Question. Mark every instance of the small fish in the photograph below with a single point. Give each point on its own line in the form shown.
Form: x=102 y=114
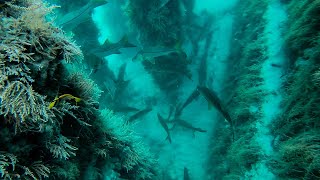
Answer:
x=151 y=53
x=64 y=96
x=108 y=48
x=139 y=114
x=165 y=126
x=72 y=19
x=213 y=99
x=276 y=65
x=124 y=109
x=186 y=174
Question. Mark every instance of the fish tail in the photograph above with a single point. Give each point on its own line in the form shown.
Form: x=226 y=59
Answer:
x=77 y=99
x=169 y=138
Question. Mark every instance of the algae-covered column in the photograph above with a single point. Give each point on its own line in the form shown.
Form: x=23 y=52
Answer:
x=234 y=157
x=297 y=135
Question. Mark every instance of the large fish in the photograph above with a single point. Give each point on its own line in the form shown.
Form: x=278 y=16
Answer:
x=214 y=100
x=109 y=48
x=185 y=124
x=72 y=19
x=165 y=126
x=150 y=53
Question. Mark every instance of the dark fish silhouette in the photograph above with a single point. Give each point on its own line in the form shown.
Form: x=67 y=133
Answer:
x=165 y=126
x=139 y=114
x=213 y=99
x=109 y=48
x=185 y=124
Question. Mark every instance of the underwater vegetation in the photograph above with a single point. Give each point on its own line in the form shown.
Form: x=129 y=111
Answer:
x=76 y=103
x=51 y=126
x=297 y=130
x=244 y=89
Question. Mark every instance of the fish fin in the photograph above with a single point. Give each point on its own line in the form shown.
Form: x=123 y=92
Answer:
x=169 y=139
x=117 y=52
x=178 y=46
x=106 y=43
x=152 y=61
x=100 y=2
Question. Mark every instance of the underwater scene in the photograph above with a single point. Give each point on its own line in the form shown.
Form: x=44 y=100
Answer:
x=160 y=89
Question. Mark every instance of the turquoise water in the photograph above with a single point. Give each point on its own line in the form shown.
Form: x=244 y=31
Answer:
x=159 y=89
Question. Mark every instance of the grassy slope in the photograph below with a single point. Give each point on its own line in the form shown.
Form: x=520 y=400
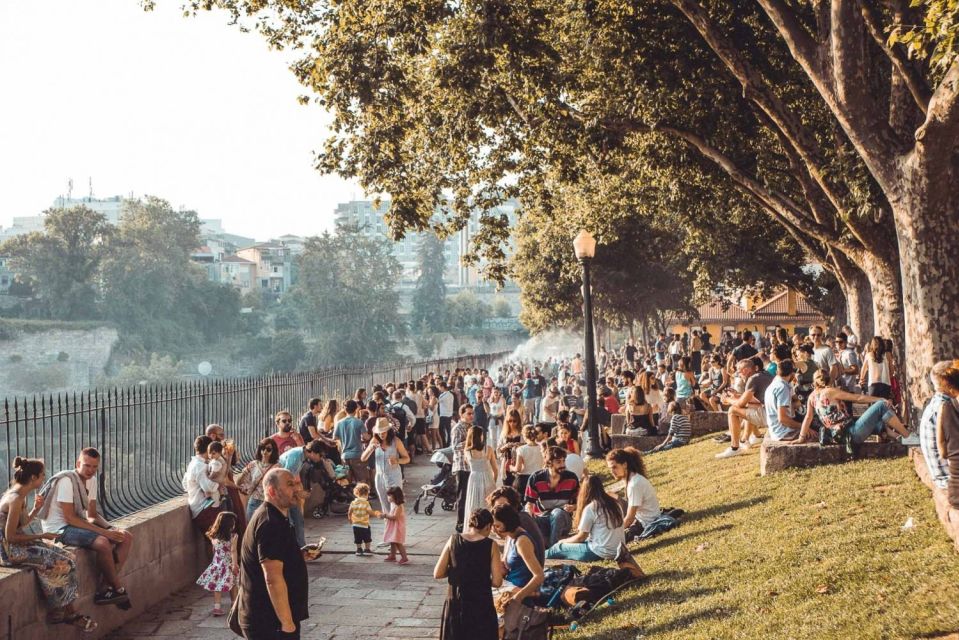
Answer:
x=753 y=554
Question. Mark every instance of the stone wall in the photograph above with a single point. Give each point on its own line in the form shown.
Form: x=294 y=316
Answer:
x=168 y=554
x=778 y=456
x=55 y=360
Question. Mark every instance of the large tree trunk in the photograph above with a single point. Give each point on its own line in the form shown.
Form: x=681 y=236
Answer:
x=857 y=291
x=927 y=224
==
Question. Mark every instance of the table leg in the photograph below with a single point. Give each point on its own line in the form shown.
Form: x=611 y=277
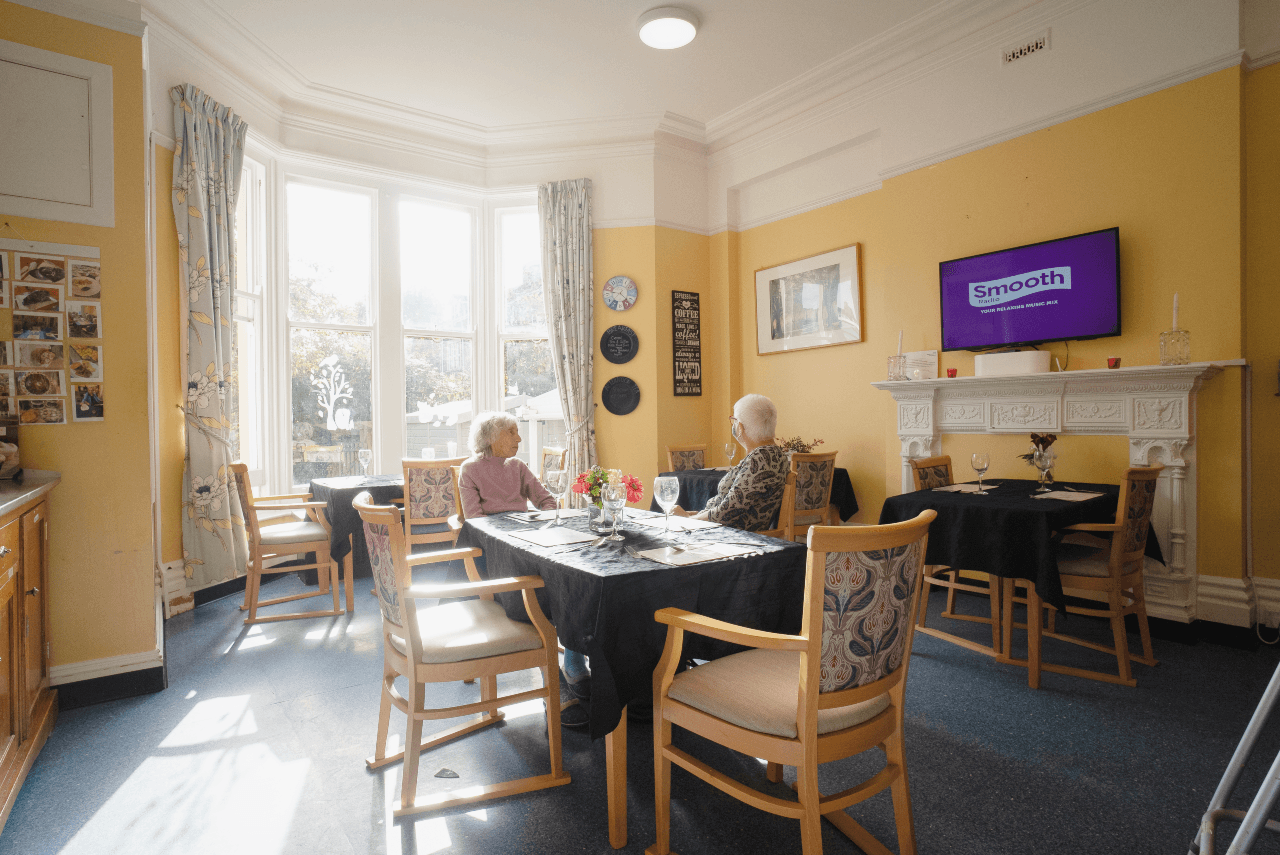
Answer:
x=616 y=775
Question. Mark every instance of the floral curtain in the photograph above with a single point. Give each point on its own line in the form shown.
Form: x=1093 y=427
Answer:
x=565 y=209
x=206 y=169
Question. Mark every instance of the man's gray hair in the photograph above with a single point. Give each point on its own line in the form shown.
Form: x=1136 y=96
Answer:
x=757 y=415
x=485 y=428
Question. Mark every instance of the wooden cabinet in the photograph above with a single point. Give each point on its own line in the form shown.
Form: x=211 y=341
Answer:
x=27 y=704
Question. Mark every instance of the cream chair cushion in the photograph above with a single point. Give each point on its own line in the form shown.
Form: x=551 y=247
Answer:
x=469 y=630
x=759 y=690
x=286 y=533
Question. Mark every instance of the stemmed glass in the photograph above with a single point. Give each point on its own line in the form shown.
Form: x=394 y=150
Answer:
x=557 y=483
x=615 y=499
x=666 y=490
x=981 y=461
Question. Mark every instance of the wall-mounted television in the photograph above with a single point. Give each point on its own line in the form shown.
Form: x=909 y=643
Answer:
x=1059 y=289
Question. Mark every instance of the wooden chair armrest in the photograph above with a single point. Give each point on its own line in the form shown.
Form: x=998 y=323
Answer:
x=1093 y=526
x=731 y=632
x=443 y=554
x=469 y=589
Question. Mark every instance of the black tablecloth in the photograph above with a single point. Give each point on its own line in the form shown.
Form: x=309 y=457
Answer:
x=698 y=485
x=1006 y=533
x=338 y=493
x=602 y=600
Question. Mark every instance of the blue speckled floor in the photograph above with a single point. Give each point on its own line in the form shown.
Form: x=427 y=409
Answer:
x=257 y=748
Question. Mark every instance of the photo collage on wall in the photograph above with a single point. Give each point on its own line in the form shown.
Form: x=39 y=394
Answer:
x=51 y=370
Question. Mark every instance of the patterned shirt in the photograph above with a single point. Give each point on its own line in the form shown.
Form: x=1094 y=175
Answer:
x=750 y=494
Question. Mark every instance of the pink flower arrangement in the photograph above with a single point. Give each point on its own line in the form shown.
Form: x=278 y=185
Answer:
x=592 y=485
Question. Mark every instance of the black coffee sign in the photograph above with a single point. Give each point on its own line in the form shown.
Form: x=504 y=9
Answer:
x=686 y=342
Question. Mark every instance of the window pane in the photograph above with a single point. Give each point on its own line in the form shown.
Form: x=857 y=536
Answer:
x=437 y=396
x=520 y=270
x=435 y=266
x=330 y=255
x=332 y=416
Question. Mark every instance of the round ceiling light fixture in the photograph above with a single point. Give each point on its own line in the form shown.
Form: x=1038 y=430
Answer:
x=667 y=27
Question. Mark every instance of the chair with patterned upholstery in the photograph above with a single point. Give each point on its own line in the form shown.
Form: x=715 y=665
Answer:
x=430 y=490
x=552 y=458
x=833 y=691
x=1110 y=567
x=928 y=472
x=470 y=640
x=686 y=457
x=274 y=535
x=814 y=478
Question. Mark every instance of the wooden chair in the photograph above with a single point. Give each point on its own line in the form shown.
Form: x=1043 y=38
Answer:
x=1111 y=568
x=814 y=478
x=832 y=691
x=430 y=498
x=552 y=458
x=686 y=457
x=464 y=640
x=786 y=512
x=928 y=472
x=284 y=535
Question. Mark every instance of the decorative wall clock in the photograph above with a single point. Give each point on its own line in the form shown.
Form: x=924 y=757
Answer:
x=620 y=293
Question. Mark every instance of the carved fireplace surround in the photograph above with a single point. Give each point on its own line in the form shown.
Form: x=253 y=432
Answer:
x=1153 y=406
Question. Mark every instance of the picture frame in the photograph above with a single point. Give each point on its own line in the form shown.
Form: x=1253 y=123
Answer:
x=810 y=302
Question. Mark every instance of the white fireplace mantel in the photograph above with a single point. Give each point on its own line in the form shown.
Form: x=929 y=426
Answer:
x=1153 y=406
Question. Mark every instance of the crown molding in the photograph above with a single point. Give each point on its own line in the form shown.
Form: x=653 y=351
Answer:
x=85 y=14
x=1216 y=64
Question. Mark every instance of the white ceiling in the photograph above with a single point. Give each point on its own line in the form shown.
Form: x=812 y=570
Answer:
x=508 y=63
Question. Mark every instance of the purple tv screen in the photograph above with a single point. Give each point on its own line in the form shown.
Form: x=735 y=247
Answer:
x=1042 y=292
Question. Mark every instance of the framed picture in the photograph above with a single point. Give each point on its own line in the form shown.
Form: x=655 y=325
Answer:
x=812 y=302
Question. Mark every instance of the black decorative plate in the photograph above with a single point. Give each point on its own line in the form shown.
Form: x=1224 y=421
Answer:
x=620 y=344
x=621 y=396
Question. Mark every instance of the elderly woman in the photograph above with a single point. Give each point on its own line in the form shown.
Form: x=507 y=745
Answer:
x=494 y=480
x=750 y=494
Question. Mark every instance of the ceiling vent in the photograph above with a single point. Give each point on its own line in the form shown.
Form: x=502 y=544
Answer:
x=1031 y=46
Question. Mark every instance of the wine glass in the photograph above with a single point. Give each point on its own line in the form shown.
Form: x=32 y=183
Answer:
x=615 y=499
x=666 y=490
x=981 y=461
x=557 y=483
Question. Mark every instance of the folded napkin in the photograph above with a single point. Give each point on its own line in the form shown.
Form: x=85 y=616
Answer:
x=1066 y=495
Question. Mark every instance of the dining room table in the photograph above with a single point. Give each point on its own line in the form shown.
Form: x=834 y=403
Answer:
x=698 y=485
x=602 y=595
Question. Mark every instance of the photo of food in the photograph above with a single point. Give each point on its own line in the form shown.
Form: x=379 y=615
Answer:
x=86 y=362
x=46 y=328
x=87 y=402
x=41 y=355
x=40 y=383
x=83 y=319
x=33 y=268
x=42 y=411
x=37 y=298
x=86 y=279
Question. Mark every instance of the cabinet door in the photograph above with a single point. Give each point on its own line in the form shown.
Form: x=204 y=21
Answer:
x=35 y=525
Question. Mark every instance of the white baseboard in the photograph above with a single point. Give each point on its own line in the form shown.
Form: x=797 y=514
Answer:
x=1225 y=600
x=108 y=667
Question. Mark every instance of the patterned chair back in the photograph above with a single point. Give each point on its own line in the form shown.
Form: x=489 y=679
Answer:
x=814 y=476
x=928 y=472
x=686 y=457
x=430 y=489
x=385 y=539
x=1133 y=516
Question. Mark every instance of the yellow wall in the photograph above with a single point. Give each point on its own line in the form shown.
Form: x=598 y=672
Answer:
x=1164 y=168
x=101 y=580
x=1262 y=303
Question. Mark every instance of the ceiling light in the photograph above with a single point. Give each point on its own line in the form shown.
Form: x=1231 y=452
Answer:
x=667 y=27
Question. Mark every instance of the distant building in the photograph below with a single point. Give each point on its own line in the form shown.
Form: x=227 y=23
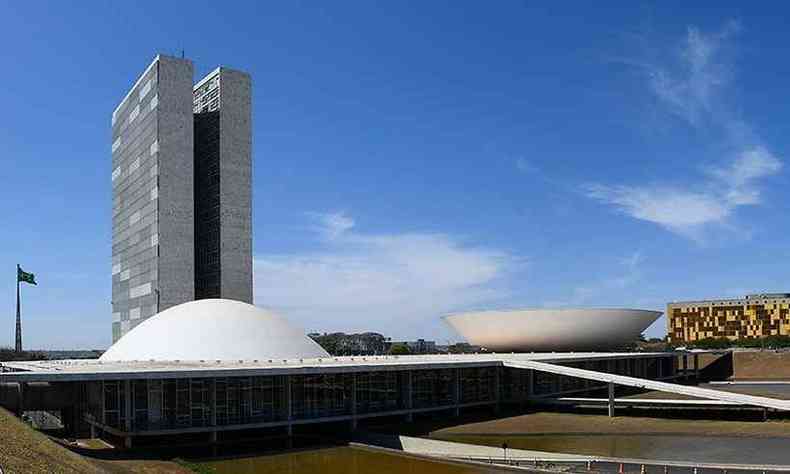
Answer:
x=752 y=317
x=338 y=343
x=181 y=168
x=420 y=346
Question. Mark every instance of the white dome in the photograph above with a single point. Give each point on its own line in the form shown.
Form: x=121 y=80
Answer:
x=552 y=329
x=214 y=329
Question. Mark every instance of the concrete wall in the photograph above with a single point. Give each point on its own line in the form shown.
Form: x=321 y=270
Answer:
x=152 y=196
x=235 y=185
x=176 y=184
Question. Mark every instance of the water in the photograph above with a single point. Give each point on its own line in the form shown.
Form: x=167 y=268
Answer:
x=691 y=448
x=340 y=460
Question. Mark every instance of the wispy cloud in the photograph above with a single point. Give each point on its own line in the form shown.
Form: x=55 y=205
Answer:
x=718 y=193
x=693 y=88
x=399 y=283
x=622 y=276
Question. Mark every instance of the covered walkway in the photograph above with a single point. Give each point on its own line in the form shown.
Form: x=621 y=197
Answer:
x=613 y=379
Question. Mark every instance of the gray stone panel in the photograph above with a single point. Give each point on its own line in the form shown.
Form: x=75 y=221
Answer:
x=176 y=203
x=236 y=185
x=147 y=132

TASK INSTRUCTIONS: Write out the items again, beginning at the line that has "Question. Mark every instance of the small" and stopping after the line that has "x=169 y=138", with "photograph" swapped for "image" and nothing else changed. Give only those lines, and leave the pictures out.

EXERCISE OUTPUT:
Question. Mark every instance of the small fish in the image below with a single point. Give each point on its own line in the form shown.
Form: x=102 y=114
Answer:
x=151 y=53
x=64 y=96
x=108 y=48
x=139 y=114
x=165 y=126
x=72 y=19
x=213 y=99
x=276 y=65
x=124 y=109
x=186 y=174
Question. Mark every instance of the fish tail in the image above with a single point. Give each point on its own line in the form shown.
Form: x=226 y=59
Answer:
x=77 y=99
x=169 y=138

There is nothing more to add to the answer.